REQUIRED WORK — For the entries that follow, report how many lines include the word "photo" and add nothing.

RECORD EXTRACTS —
☆ ☆ ☆ ☆ ☆

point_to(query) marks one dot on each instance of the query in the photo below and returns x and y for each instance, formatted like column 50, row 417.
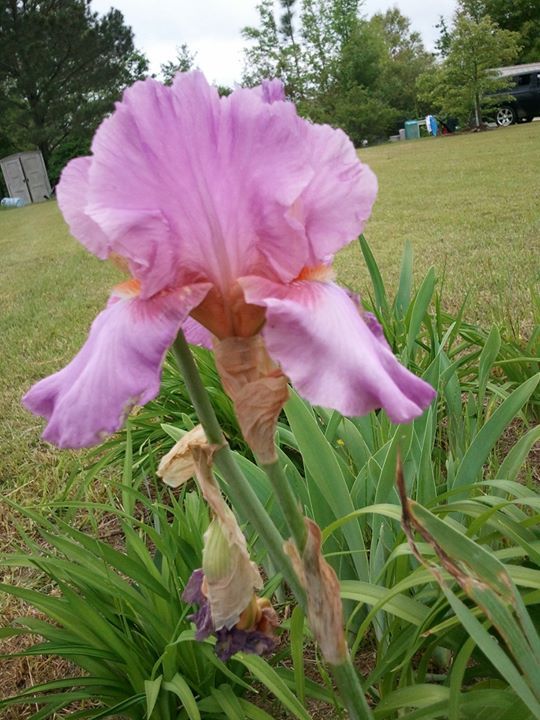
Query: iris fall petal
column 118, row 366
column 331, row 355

☆ ☆ ☆ ☆ ☆

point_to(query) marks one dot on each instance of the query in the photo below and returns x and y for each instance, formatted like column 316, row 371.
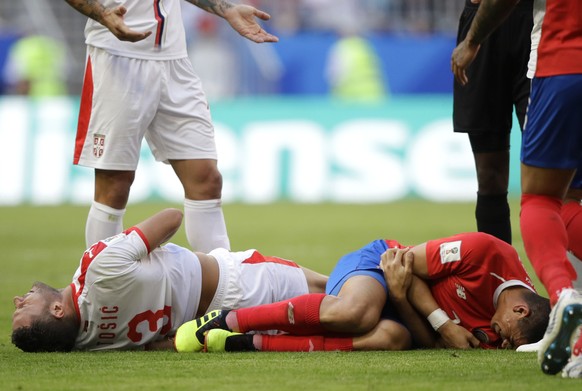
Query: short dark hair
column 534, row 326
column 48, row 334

☆ ☆ ☆ ☆ ☆

ANSWER BOX — 2